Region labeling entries
────────────────────

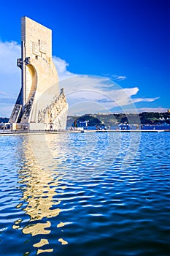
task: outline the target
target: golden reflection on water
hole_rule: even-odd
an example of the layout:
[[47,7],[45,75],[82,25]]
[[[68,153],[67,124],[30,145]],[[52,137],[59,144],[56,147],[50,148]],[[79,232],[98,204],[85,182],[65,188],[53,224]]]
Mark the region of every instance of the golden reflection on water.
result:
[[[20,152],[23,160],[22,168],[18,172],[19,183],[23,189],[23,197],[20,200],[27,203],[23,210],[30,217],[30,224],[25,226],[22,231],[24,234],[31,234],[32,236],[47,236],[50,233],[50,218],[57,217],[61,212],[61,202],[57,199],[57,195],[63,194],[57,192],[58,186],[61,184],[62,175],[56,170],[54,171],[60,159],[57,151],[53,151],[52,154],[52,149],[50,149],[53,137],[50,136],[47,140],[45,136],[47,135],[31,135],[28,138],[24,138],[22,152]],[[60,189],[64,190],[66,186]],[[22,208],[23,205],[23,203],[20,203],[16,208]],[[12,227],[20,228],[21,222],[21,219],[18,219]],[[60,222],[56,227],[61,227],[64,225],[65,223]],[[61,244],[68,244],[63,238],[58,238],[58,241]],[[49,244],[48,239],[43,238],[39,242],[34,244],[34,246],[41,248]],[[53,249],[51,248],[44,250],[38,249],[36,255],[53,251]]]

────────────────────

**Exercise aim:** Output every entry exactly as given; pictures are not part of the copy.

**Response to the exercise:**
task: outline the target
target: golden reflection on water
hole_rule: even-odd
an example of the layout:
[[47,7],[45,75],[82,25]]
[[[68,153],[67,124],[30,145]],[[52,137],[59,144],[56,147],[50,148]],[[79,232],[98,204],[85,182],[65,188],[53,224]]]
Mark the region of every instance of the golden reflection on water.
result:
[[[20,152],[23,160],[22,168],[18,172],[19,183],[23,189],[23,197],[20,200],[27,203],[23,210],[30,217],[30,224],[25,226],[22,231],[24,234],[31,234],[32,236],[47,236],[50,233],[50,218],[57,217],[61,212],[61,202],[57,199],[57,195],[63,194],[57,192],[58,186],[61,184],[62,175],[56,170],[54,171],[60,159],[57,151],[53,151],[52,154],[52,149],[50,149],[53,137],[50,136],[47,140],[45,136],[47,135],[31,135],[28,138],[24,138],[22,152]],[[60,189],[64,190],[66,186]],[[22,208],[23,205],[23,203],[20,203],[16,208]],[[12,227],[20,228],[21,222],[21,219],[18,219]],[[60,222],[56,227],[61,227],[64,225],[65,223]],[[61,244],[68,244],[63,238],[58,238],[58,241]],[[49,244],[48,239],[43,238],[39,242],[34,244],[34,246],[41,248]],[[53,249],[51,248],[44,250],[38,249],[36,255],[53,251]]]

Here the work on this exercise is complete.